### [Set task 1]
In the records, from the line containing "Teacher note: indicate the column" through the end of the records, swap "indicate" for "mark". Return those lines with nothing else changed.

### [Selection]
--*--

All truth in man is coeval with man, and only outwardly manifests itself at certain due and divinely appointed seasons. Were it not already within it could not become manifest without.
Although the truth is always within us as the germ of the foliage is within the tree, and will like that foliage become manifest at certain divinely appointed seasons, yet, as it is for us to tend and nourish the tree that the foliage may be more flourishing and abundant, so it is for us to foster and develop the truth that is in us, that it may yield us richer results.
The season for manifesting the truth that is in us may have already arrived, but if we do not cooperate with divine intention, and work in favor of this manifestation, our foliage, though it may appear, will be sparse and sickly.
It does not matter if this foliage reappears with certain changes of form and color. Truth may be all the more acceptable for its varying manifestations, and may thereby attract more attention from those who have become almost unconscious of its existence. .

--*--

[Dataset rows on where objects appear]
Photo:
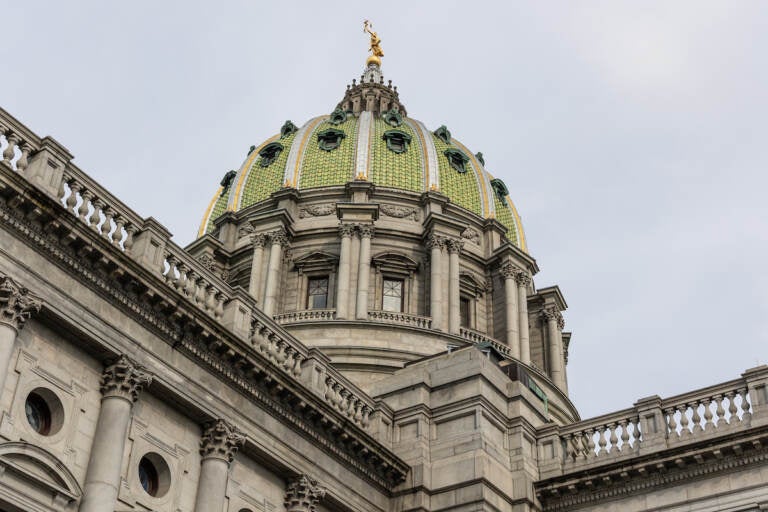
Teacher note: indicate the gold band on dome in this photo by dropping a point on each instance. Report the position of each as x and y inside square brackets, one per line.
[242, 176]
[207, 214]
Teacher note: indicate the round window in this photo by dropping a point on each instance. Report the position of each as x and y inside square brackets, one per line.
[154, 475]
[44, 411]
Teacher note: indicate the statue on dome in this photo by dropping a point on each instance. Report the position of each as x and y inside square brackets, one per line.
[375, 48]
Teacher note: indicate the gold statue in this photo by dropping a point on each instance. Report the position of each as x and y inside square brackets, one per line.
[375, 48]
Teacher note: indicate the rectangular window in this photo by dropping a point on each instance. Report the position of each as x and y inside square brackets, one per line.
[392, 295]
[317, 292]
[464, 311]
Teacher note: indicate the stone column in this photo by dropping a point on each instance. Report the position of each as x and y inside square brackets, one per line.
[303, 494]
[555, 323]
[435, 244]
[121, 384]
[509, 271]
[218, 447]
[259, 241]
[364, 271]
[342, 280]
[16, 306]
[454, 290]
[278, 239]
[523, 280]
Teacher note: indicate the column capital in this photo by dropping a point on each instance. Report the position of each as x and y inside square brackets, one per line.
[522, 278]
[16, 303]
[220, 440]
[124, 378]
[258, 240]
[346, 230]
[454, 245]
[302, 494]
[508, 270]
[366, 230]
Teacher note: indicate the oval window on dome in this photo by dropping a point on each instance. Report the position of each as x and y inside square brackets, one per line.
[397, 141]
[330, 139]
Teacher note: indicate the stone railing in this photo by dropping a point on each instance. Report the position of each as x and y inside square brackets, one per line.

--*--

### [Set task 2]
In the passage on truth, what happens to our foliage if we do not cooperate with divine intention?

### [Final result 1]
Teacher note: mark the column capital in this photo by dropping a point on each instance. Report the position of each as x and y inside square brackets, one per line.
[522, 278]
[16, 303]
[220, 440]
[124, 378]
[258, 240]
[346, 230]
[454, 245]
[302, 494]
[508, 270]
[366, 230]
Teacher note: mark the oval window on dome in this photo by dropping a point on each instance. Report the position of each as x and y inside square brackets, one per line.
[397, 141]
[330, 139]
Teacher note: mark the stone railing in this photo by dropping a point on each instance. Report the position of each as x and y inside square brackets, one per line.

### [Final result 2]
It will be sparse and sickly, though it may appear.